Global revulsion at the mind-numbing carnage of Israel’s onslaught on Gaza seems finally to have spurred some of the western political class to speak out. The resignation of Sayeeda Warsi, Britain’s first Muslim cabinet minister, in protest against her government’s “morally indefensible” stance, emboldened Nick Clegg, the deputy prime minister, to demand the suspension of arms export licences to Israel.
Last week it was Ed Miliband who condemned Israel’s invasion and the prime minister’s “silence on the killing of innocent Palestinian civilians”. Even the United States administration denounced its strategic protege’s “disgraceful” bombardment of a school, while Barack Obama described Palestinian suffering as “ heartbreaking” – as if he had nothing to do with it.

* Task directions: Return the Gaza passage word for word, from "Global revulsion at" up to and including "licences to Israel.". Rely on the Gaza passage alone.

* Information supplied:
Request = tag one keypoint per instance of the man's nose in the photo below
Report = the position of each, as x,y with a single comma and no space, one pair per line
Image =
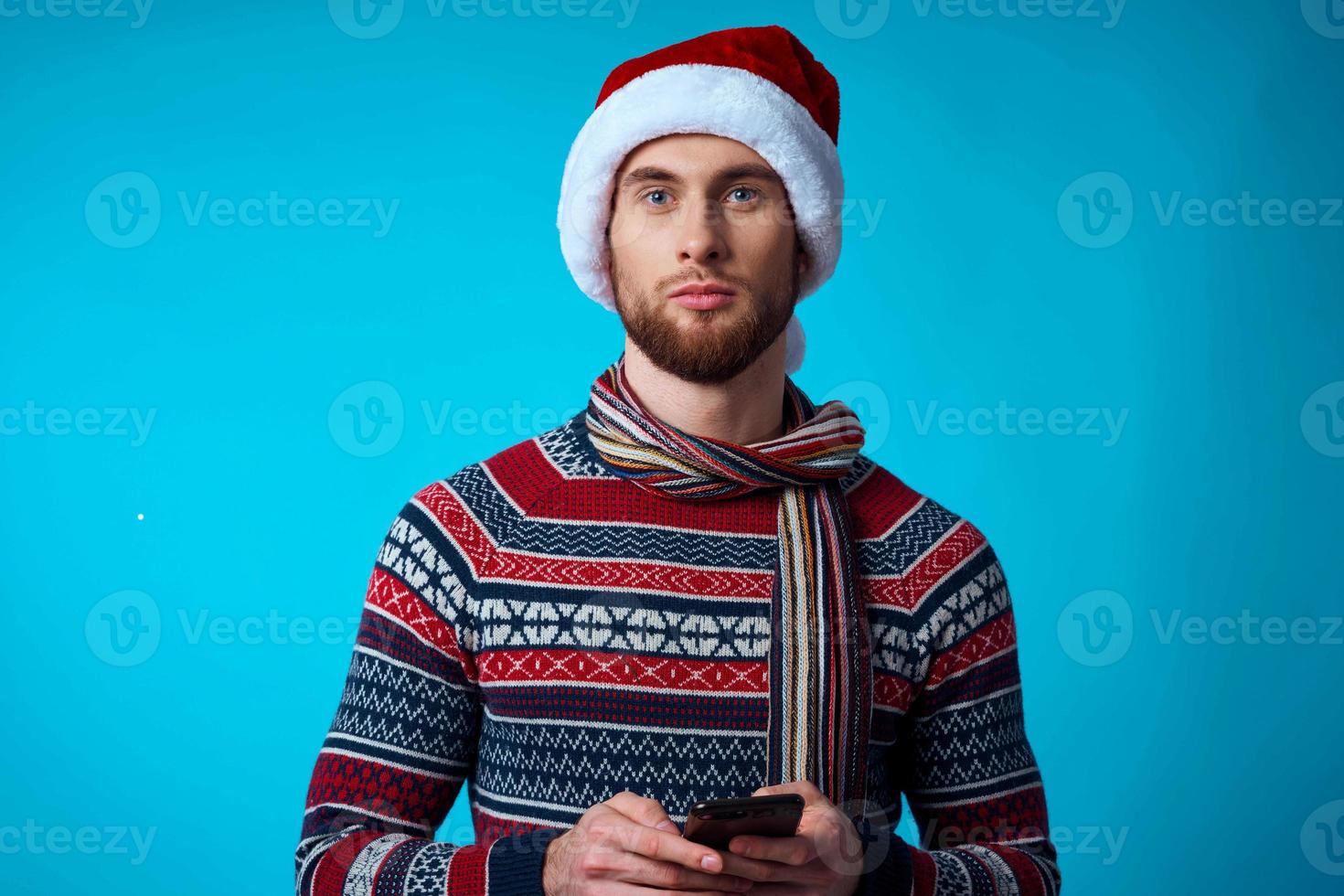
703,237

* Solution:
Global revulsion at the mind-numbing carnage of Israel’s onslaught on Gaza seems finally to have spurred some of the western political class to speak out. The resignation of Sayeeda Warsi, Britain’s first Muslim cabinet minister, in protest against her government’s “morally indefensible” stance, emboldened Nick Clegg, the deputy prime minister, to demand the suspension of arms export licences to Israel.